*GIVEN PROBLEM 1:*
In the cornlettes excerpt, at what temperature and for how many days were the sliced cornlettes dried in the oven?
*GIVEN PROBLEM 2:*
Can you sum up the cornlettes excerpt in two sentences?
*GIVEN PROBLEM 3:*
Pick up the cornlettes excerpt after its last sentence and continue it.

*READING TEXT:*
* * * * *
Moreover, cornlettes is popular at both local and international levels even though their nutritive values have not been known clearly. The nutritive values of cornlettes are comparable to several high-priced vegetables like cauliflowers, cabbage; french beans, spinach, lady finger, brinjal, radish and potato (Hooda and Kawatra, 2013).

Cornlettes contains high concentration of total dietary fibre (TDF) where dried young cornlettes has been recorded to contain 30.4g/100g (Wan Rosli and Che Anis, 2012). Corn or maize contains high amount of starch, by far as the largest starch source dominantly found in wheat, tapioca, potato and rice. Plants store glucose as the polysaccharide starch. Starch consists of two polysaccharide molecules, amylose and amylopectin (Brown, 2011) where natural starches are mixture of amylose (10-20%) and amylopectin (80-90%). The ratio of amylose and amylopectin affects the physiochemical properties of starch (Sasaki et al., 2000).

Starch will undergo a transition process when heated in excess water where the semi-crystalline structure in granules transforms into amorphous form known as gelatinization. Besides that, structural properties of starch especially amylose and amylopectin content is affected by both processes. Besides, the branch chain length of amylopectin is related to affect starch crystallization, gelatinization and pasting properties (Uarrota et al., 2013).

Starch gelatinization and pasting properties also can be affected by the particles size, damaged starch granules as well as molecular structure. Furthermore, gelatinized starch tends to re-associate in an ordered crystalline structure during storage, which is termed as retrogradation (Zhou et al., 2010).

This study aimed to investigate physicochemical properties and morphological characteristics of composite flour containing cornlettes powder (CP) which partially replaced wheat flour as an alternative health food ingredient.

MATERIALS AND METHODS

Plant material:

Cornlettes were purchased from Siti Khadijah’s wet market, Kota Bharu district of Kelantan, Malaysia. The cornlettes was then placed in refrigerator with the husk intact to conserve ear moisture and preserve their quality.

All-purpose wheat flour was purchased from local supermarket in Kota Bharu district, Kelantan, Malaysia.

Sample preparation:

The cornlettes ears were detached and separate from it silk, tassel and husk. The cornlettes were then washed using distilled water. Then, the sliced cornlettes were air dried for one day at room temperature and two days in an oven (Memmert GmbH & Co. KG, Germany) at 55°C until it turns brownish in colour. Dried young corn was ground using electric grinder (National MX – 895M) to obtain fine cornlettes powder. Cornlettes powder (CP) was sifted through 125 microns mesh – sieve (Endecotts Ltd. England) to acquire uniformed fine powder. Finally, cornlettes powder was kept in screw cap bottle (Scoot Duran) and stored in refrigerator at 4°C. Wheat flour (WF) was substituted with CP with the ratios of 0:100 (control), 10:90, 20:80, and 30:70 (CP:WF w/w).
* * * * *
*DATA SECTION:*
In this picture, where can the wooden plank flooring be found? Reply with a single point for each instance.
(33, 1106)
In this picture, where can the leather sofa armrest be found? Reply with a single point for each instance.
* * * * *
*WRITTEN REPLY 1:*
At 55°C for two days.

*WRITTEN REPLY 2:*
Cornlettes have nutritive values comparable to several high-priced vegetables and are high in dietary fiber, while corn is a major starch source whose amylose-amylopectin ratio, gelatinization and retrogradation shape its physicochemical behavior. The study examined composite flour in which cornlettes powder, made by drying, grinding and sieving cornlettes from a Kota Bharu market, partially replaced wheat flour at ratios of 10:90, 20:80 and 30:70 against a control.

*WRITTEN REPLY 3:*
Determination of composite flour thermal profiles:

The thermal properties of the samples were analyzed using Perkin-Elmer DSC-7 (Norwalk, CT, USA) equipped with an intracooler I and Thermal Analysis Controller TAC 7/DX. An empty pan is used as the reference and calorimeter was calibrated with indium (melting point = 156.6°C, ΔH = 28.5J/g). The operation of DSC analyzer was run under nitrogen gas atmosphere (30 mL/min). Starch samples thermal transitions define as, (1) onset temperature (To), (2) peak of gelatinization temperature (Tp), (3) conclusion temperature (Tᴄ) and (4) enthalpy gelatinization (ΔHgel) where enthalpies were calculated on a starch dry weight basis. Three mg of CF starch (dry basis) was weighed in an Al pan. Distilled water was added into the starch subsequently using 1:2 ratio (starch: water, w/w). The weight of the sample was controlled continuously until the desired moisture content was attained. The pan was sealed hermitically and was allowed it to stabilize at 4°C for overnight to reach equilibrium before heating in the calorimeter. The amount of water was adjusted accordingly in order to achieve starch – water suspension. Then the sample pan was heated at a rate of 10°C/min from 20–95°C. Thermal transitions and gelatinization temperature range was recorded.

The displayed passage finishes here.